## Written task:
Check each statement below against the letters to the editor. For each one, answer yes or no and quote the words from the letters that settle it.
1. Maureen Lipman says she was talking about extremists, not Muslims in general.
2. The greyhound letter says up to 20,000 greyhounds go missing each year.
3. The letter about Cameron expects serious mainland European parties to join his movement for reform.

## Document text:
──────
Sir: Yasmin Alibhai-Brown talks of "ancient fears of annihilation". It is precisely these fears that compel Israel to behave as it does. That and the fact that every Arab nation wants Israel's destruction. It could not be any simpler or clearer. Please, let us not pretend otherwise

SARAH GARRETT

LONDON W1

Sir: Yesterday Yasmin Alibhai-Brown cast me in the role of a racist. On the programme, This Week, it was perfectly clear to me, if not to her, that I was referring to those who send out children to blow themselves up as people to whom life is cheap. I was referring to extremists not Muslims in general. I realise to misinterpret my words fitted in extremely well with her premise of the Jew as racist and I hope your readers do too.

MAUREEN LIPMAN

LONDON W1

Sir: Many thanks to Yasmin Alibhai Brown for her comment "Nothing but anti-Arab racism can fully explain the behaviour of the Israelis". I totally agree. When you demonise a people whether they be Arabs, Muslims or Palestinians, you begin to see them as sub-human or "the other" and then their death and suffering become meaningless and justifiable. This is a logical explanation for the reasons that the West has for decades been unwilling to do anything about Israel's continuing aggression against the Palestinian people. It is because "the West" sees Israel as "like us" and the Palestinians as "the other".

Perhaps Israel's extreme actions will turn the tide, because "people like us" can no longer stomach what Israel is doing.

DINA TURNER

FARNHAM, SURREY

Shocking secrets of greyhound racing

Sir: At last, the shocking secrets of the greyhound racing industry are out ("Unwanted greyhounds put down at abattoir", 17 July). While up to 12,000 greyhounds go "missing" every year, the racing industry has always denied any wrongdoing, and insisted that it meets high welfare standards for racing hounds. Finally, their lies have been exposed.

Similarly, thousands of thoroughbred racehorses who don't make the grade or receive injuries are slaughtered every year for their meat.

We believe that it is only a matter of time before the horse racing industry is exposed in the same way that the greyhound industry has been.

Maybe then people can move away from such destructive and callous pleasures and move towards more ethical ways of spending their spare time and money.

KATE FOWLER-REEVES

ANIMAL AID TONBRIDGE, KENT

Cameron's mistaken search for EU allies

Sir: You rightly chastise David Cameron for considering withdrawing the Conservatives from the European People's Party (leading article, 14 July). It is a strange thing that while in Washington DC the neo-liberal Heritage Foundation is happy to house the representative offices of German Christian Democrat organisations, a few utopian UK Conservatives have had Cameron scrabbling for new European allies in the undergrowth of the hard European right.

No serious mainland European party will join Cameron's "movement for reform". Not only would they be walking away from real influence in Brussels, but they would also be exiting from the ability to gain meaningful access to the heart of policy in Germany, Holland, Italy and Spain.
──────
Boundary labeling listing
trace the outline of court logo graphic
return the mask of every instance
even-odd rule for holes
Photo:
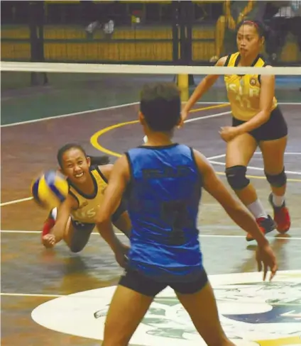
[[[223,328],[237,345],[301,345],[301,271],[209,277]],[[33,320],[50,329],[102,340],[115,286],[58,298],[38,306]],[[51,318],[49,316],[51,316]],[[203,343],[202,343],[203,342]],[[155,298],[131,343],[143,346],[205,345],[169,288]]]

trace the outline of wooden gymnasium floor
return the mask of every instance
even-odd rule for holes
[[[227,105],[198,104],[176,140],[201,150],[224,180],[220,126],[229,124]],[[281,106],[290,128],[285,155],[287,201],[292,228],[268,238],[281,272],[270,283],[256,272],[253,244],[247,243],[221,208],[204,194],[199,213],[204,265],[210,274],[225,330],[237,345],[301,345],[301,104]],[[97,234],[72,254],[62,242],[46,250],[40,230],[46,216],[30,197],[32,178],[56,167],[59,147],[79,142],[91,155],[112,158],[141,143],[136,104],[58,116],[1,128],[1,345],[101,345],[104,316],[122,271]],[[97,130],[100,130],[99,132]],[[250,163],[259,197],[270,211],[269,189],[256,153]],[[122,235],[120,235],[122,237]],[[238,274],[237,274],[238,273]],[[79,293],[81,292],[81,293]],[[163,292],[139,326],[132,345],[203,345],[169,290]]]

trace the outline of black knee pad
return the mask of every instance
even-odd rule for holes
[[[250,180],[246,177],[245,166],[233,166],[226,168],[225,172],[228,183],[234,190],[242,190],[250,184]]]
[[[274,187],[282,187],[286,184],[286,174],[285,169],[279,173],[279,174],[269,174],[268,173],[264,172],[266,177],[266,179],[270,183],[272,186]]]

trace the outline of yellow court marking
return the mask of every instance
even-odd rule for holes
[[[225,107],[226,106],[229,106],[229,104],[219,104],[219,105],[214,105],[214,106],[210,106],[208,107],[203,107],[203,108],[196,108],[193,109],[192,111],[190,111],[190,113],[194,113],[199,111],[207,111],[208,109],[214,109],[214,108],[221,108],[222,106]],[[118,123],[114,125],[111,125],[111,126],[108,126],[106,128],[104,128],[99,131],[97,131],[90,138],[90,143],[93,145],[93,147],[95,149],[97,149],[97,150],[99,150],[102,152],[104,152],[105,154],[107,154],[111,156],[115,156],[116,157],[121,157],[122,155],[119,152],[116,152],[112,150],[109,150],[109,149],[106,149],[106,147],[103,147],[99,143],[99,137],[102,135],[104,135],[105,133],[111,131],[112,130],[114,130],[115,128],[121,128],[123,126],[126,126],[126,125],[131,125],[131,124],[136,124],[138,123],[139,121],[138,120],[134,120],[131,121],[126,121],[124,123]],[[219,172],[216,171],[217,174],[219,175],[225,175],[224,172]],[[248,178],[253,178],[253,179],[266,179],[266,177],[261,177],[258,175],[247,175],[246,176]],[[287,179],[288,182],[301,182],[301,179]]]
[[[228,106],[230,104],[214,104],[213,106],[208,106],[207,107],[201,107],[195,109],[192,109],[190,113],[195,113],[195,112],[199,112],[201,111],[208,111],[209,109],[216,109],[218,108],[221,108],[221,107],[226,107]],[[106,147],[103,147],[99,143],[99,137],[102,136],[102,135],[104,135],[104,133],[106,133],[107,132],[111,131],[112,130],[114,130],[115,128],[121,128],[122,126],[126,126],[126,125],[131,125],[131,124],[136,124],[138,123],[139,121],[138,120],[134,120],[131,121],[126,121],[124,123],[118,123],[114,125],[111,125],[111,126],[108,126],[107,128],[104,128],[102,130],[100,130],[99,131],[97,131],[90,138],[90,143],[93,145],[93,147],[98,150],[104,152],[105,154],[107,154],[109,155],[112,155],[112,156],[116,156],[116,157],[120,157],[121,155],[119,152],[109,150],[109,149],[106,149]]]
[[[275,340],[256,340],[260,346],[290,346],[293,345],[301,345],[300,336],[292,336],[281,337]]]

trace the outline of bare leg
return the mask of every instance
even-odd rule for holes
[[[106,316],[102,346],[126,346],[153,300],[118,286]]]
[[[257,147],[255,139],[248,133],[236,137],[227,143],[226,152],[226,167],[234,166],[248,166]],[[257,194],[251,184],[241,189],[234,189],[235,194],[245,206],[257,199]]]
[[[234,346],[221,325],[214,294],[209,281],[193,294],[177,292],[176,294],[208,346]]]

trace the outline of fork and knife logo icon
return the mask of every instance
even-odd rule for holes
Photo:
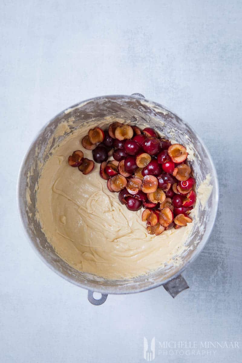
[[[148,362],[151,362],[155,359],[155,337],[152,338],[151,342],[151,345],[149,347],[148,341],[145,337],[144,337],[144,358]]]

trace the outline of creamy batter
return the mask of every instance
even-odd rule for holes
[[[99,176],[100,164],[86,175],[69,166],[68,157],[75,150],[92,159],[81,142],[95,126],[66,138],[44,167],[37,207],[48,241],[74,268],[108,279],[131,278],[174,262],[193,223],[149,234],[141,220],[143,208],[131,212],[120,204],[118,193],[110,192]]]

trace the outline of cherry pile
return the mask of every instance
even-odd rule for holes
[[[100,175],[111,192],[130,211],[144,209],[142,220],[151,234],[191,223],[189,215],[196,199],[195,180],[187,163],[186,148],[161,138],[153,129],[114,122],[108,130],[90,130],[82,140],[101,164]],[[108,160],[112,156],[114,160]],[[93,170],[92,160],[80,150],[69,157],[70,165],[83,174]]]

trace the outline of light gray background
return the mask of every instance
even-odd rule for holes
[[[2,1],[0,303],[1,362],[142,362],[159,341],[238,341],[215,357],[241,362],[242,4],[235,0]],[[220,179],[216,226],[175,299],[162,287],[100,306],[55,274],[24,235],[16,202],[37,131],[94,96],[141,93],[188,121]]]

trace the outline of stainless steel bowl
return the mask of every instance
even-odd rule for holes
[[[18,183],[18,201],[20,215],[24,229],[31,244],[40,257],[51,269],[60,276],[81,287],[88,289],[89,301],[100,305],[108,294],[130,294],[143,291],[161,285],[174,297],[188,286],[181,272],[197,257],[204,247],[213,228],[217,213],[218,187],[217,173],[211,156],[203,143],[191,127],[177,116],[160,105],[143,98],[139,94],[132,96],[102,96],[87,100],[61,112],[40,131],[32,144],[24,159]],[[182,262],[178,266],[169,265],[149,274],[129,280],[109,280],[77,271],[62,260],[55,253],[41,230],[35,218],[36,182],[40,172],[37,165],[45,162],[48,155],[45,151],[52,140],[57,127],[71,118],[69,132],[89,120],[98,121],[111,115],[127,116],[134,124],[149,123],[168,138],[175,139],[181,144],[190,143],[194,146],[195,159],[193,168],[199,184],[210,173],[213,188],[203,210],[199,205],[198,214],[201,228],[194,223],[192,233],[187,241],[188,248],[182,254]],[[54,138],[53,143],[64,136]],[[30,172],[31,171],[31,172]],[[27,187],[29,192],[26,195]],[[99,300],[94,299],[93,291],[102,293]]]

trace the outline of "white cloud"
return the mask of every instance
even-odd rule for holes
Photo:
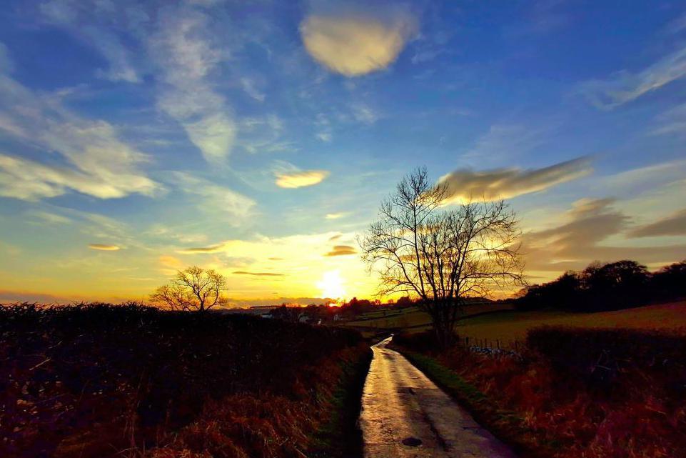
[[[173,172],[176,185],[185,193],[202,199],[198,207],[217,217],[223,216],[239,225],[251,215],[256,202],[228,188],[190,174]]]
[[[510,199],[576,179],[591,171],[589,160],[581,157],[543,169],[455,170],[441,176],[439,183],[448,186],[450,202],[482,198]]]
[[[310,55],[346,76],[386,68],[416,31],[416,20],[399,10],[388,14],[385,20],[363,14],[311,14],[300,26]]]
[[[264,101],[266,96],[263,92],[261,92],[258,90],[257,87],[255,86],[255,81],[253,81],[250,78],[243,77],[241,79],[241,86],[243,87],[243,90],[246,91],[248,96],[258,101]]]
[[[117,245],[109,245],[106,244],[89,244],[89,248],[91,249],[96,249],[101,252],[118,252],[121,249],[121,247]]]
[[[343,218],[343,216],[347,216],[350,213],[348,211],[338,211],[336,213],[327,213],[326,219],[338,219],[340,218]]]
[[[686,47],[637,73],[620,71],[607,79],[586,81],[580,91],[595,106],[612,109],[686,76]]]
[[[301,170],[276,172],[276,186],[281,188],[301,188],[321,183],[329,175],[326,170]]]
[[[353,104],[350,109],[355,120],[365,124],[373,124],[380,117],[378,113],[365,104]]]
[[[237,129],[224,97],[208,79],[226,57],[225,50],[213,44],[208,21],[196,10],[163,13],[150,51],[166,86],[158,106],[183,126],[208,161],[218,163],[231,154]]]
[[[41,4],[39,8],[43,19],[50,24],[61,26],[70,33],[83,39],[84,43],[99,51],[107,61],[107,70],[99,71],[99,76],[111,81],[138,83],[141,78],[131,63],[128,50],[113,31],[111,20],[114,5],[96,1],[93,5],[72,0],[51,0]],[[83,14],[101,14],[106,24],[88,24]]]
[[[0,132],[34,149],[56,151],[62,164],[0,151],[0,194],[36,200],[73,189],[101,199],[154,195],[162,188],[139,169],[148,157],[119,140],[104,121],[83,119],[49,94],[34,93],[0,74]],[[53,158],[54,159],[54,158]]]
──────
## Answer for the task:
1. Yes: "I was referring to extremists not Muslims in general."
2. No: "up to 12,000 greyhounds go"
3. No: "No serious mainland European party will join Cameron's"